▸ GIVEN PROBLEM 1: Please reproduce the passage of the forum thread on long GC pauses below, starting at "The G1 collector" and ending at "were even longer.", with every character unchanged.

▸ SOURCE EXTRACT:
Re: Long ParNew GC pauses - even when young generation is small

2014-07-07 Thread Shawn Heisey
On 7/7/2014 10:22 AM, aferdous wrote:
> Hi Shawn - I was just wondering how did you resolve this issue in the end. We
> are seeing the same issue with our platform (similar heap size) and updater
> volume.
>
> It would be nice if you could provide us with your final findings/configs.

I use the following GC tuning parameters now, with FAR better results:

http://wiki.apache.org/solr/ShawnHeisey#GC_Tuning

The G1 collector performed worse for me than untuned CMS.  The average
collection was awesome, but when it finally did do a stop-the-world,
those were even longer.

Thanks,
Shawn



Re: Long ParNew GC pauses - even when young generation is small

2014-07-07 Thread aferdous
Hi Shawn - I was just wondering how did you resolve this issue in the end. We
are seeing the same issue with our platform (similar heap size) and updater
volume.

It would be nice if you could provide us with your final findings/configs.



--
View this message in context: 
http://lucene.472066.n3.nabble.com/Long-ParNew-GC-pauses-even-when-young-generation-is-small-tp4031110p4145938.html
Sent from the Solr - User mailing list archive at Nabble.com.


Re: Long ParNew GC pauses - even when young generation is small

2013-01-20 Thread giltene
If you believe the logs, using -XX:+PrintGCApplicationStoppedTime is probably
the easiest way to avoid having to try to parse pause times from various
formats. But remember, GC logs can [often unintentionally] lie (I've seen
them under-report by multi-second gaps).

If you want to actually measure your JVM pauses (GC or others), you can use
something like jHiccup (http://www.azulsystems.com/jHiccup). It is a free
(as in beer) and public domain (CC0) tool that will show you any
blip/glitch/hiccup that you jvm experiences while running your application,
and report it in both time based and detailed percentile form. What jHccup
shows you is a "best-case" response time for your applicartion as it runs
(the response time the application would have shown if completed everything
as zero work).

It's near-trivial to add jHiccup to your environment (as either a java agent
or wrapper script). It would be interesting to see the percentile histograms
(jHiccup's .hgrm text output) for your environment.



--
View this message in context: 
http://lucene.472066.n3.nabble.com/Long-ParNew-GC-pauses-even-when-young-generation-is-small-tp4031110p4034934.html
Sent from the Solr - User mailing list archive at Nabble.com.


Re: Long ParNew GC pauses - even when young generation is small

2013-01-20 Thread giltene
> I don't see any info on your website about pricing, so I can't make any 
> decisions about whether it would be right for me.  Can you give me 
> long-term pricing information?

As is the case with much of enterprise software (including getting a
supported version of Oracle HotSpot), this is a sales-person conversation
that we'd be happy to have. You can ask for someone to contact you about
this right on the site, or if you want, you can contact me at gil 
azulsystems  com and I'll make sure we get you the information you
need.

▸ PROVIDED DATA:

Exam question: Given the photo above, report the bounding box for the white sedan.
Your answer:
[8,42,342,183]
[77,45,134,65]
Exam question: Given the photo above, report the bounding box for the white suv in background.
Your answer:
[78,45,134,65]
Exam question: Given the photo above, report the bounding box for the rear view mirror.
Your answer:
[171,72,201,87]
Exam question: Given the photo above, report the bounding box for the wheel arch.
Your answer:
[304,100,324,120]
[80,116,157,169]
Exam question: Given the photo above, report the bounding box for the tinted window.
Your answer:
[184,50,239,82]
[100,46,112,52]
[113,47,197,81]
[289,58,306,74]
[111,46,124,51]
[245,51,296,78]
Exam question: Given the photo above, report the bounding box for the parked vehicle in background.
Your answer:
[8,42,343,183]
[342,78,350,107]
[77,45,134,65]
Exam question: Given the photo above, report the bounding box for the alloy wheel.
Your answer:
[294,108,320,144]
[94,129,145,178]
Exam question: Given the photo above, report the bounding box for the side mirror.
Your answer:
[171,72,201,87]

▸ GIVEN PROBLEM 2: How many lines in the entries above contain the string "wheel", matching case? Give only the number.

▸ EXERCISE SOLUTION 1:
The G1 collector performed worse for me than untuned CMS.  The average
collection was awesome, but when it finally did do a stop-the-world,
those were even longer.

▸ EXERCISE SOLUTION 2: 2